11/14/2014 I tried helping Uncle Brudders clean up but couldn't bring myself to even move. I did gather up your toys and put them in your bin to put in the coat closet by the front door. I put your food bowl and water bowl in there as well. Your uncle brought me your blanket that you would sleep on in his room. I could still smell you on it. I haven't moved your bed away from my bed yet. Don't know if I ever will. I keep praying that you show me a sign you are okay or come to me in my dreams just so I can hold you once more. You are missed so much Tanky. My heartaches. I keep your ashes in the bed with me surrounded by your blankie and your babies. It is the only way I can sleep if you are near me. I miss you baby girl. See you in my dreams...Goodnight. Gives you kisses and wubbings.

11/14/2014 I can't bring myself to eat yet. Everyone keeps telling me I need to. I try but all I can see is you. So I just drink my tea. I know one day the pain of you not being here will become less and I will be able to start eating again. I took out your collar from when you were a puppy and put it around my wrist. I miss you Stinkas you were mommas baby. Your "Uncle Brudder" got up and started cleaning the house up. It has been out of place since you got sick and we were busy taking care of you. Kenny came by to bring us some firewood for the fireplace saw the house and said he understood. Kirsten cried when she heard the news of your passing. She came over and gave me a hug. We are in the process now of cleaning up the carpet where you would bleed. You know I never cared that you did that my main concern was for you and trying to get you better. I knew it was time for me to let you go on Monday when you had come into the room and I laid on you and cried and told you I loved you and it was okay for you to go. I would be sad but I would be okay one day. I am getting your paw prints tattooed on my arm with your name. I prayed last night to God to show me a sign that I made the right decision by you and he confirmed I did when I saw this poem that said "and pain should keep me from my sleep". I knew it was meant for me to see that because you would be restless at night and get up and move then lay down and just stare into space. It killed me as I held you in my arms as you passed. Just know that I love you more than anything and I hope you are having fun.....Loving you always!

PROBLEM REQUIREMENTS :: Continue the grief journal addressed to Tanky, picking up right after its last line.

DATA SEGMENT ::

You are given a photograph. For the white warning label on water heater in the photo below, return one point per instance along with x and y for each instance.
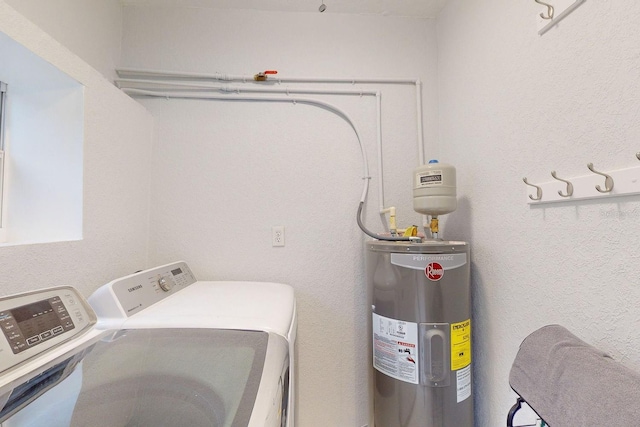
(463, 384)
(395, 348)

REPLY TO THE TASK ::
11/14/2014 We went and picked your ashes up at the pet cemetery. The lady said you were a beautiful dog. I knew this already because I was lucky enough to be your owner. I broke down and cried as she handed me the box. I opened it up and she had clipped some fur for me. I am going to go to the craft store and make a shadow box to put upon the mantle. I am going to add your photos, the fur, a piece of your blanket, your tennis ball and one of your babies. I miss you so much Stink. The house seems empty without you here. I see you in every room. Especially the kitchen when we were in there cooking. You would be right at the door waiting for one of us to say "find it, find it". You would come in sniffing all around until you found the morsel of food that we had dropped on the ground. I am having a special urn made for your ashes. I am ordering a different kind for your "Uncle Brudders". He asked me yesterday if he could have some. He misses you as well. He breaks down and cries as much as I do. We both misses yous....Love you Stink!

1/13/14

Trying to eat dinner baby girl and all I can see is you sitting here waiting for me to feed you some and it's hard. I can barely eat I loose my appetite because I want you to be here putting your head on my knee looking up at me like umm HELLO FEED ME! I love you Tanky Ann

11/13/14

My Stinka Pots, Mommas misses you so much. I miss you giving me wubbings and showing me your belly so I could rub it. I miss sharing my food with you and going to the parks. I miss you laying at my feet. I just miss you so much. I know you had to leave me but you will be forever in my heart....Mommas wubes you always baby girl.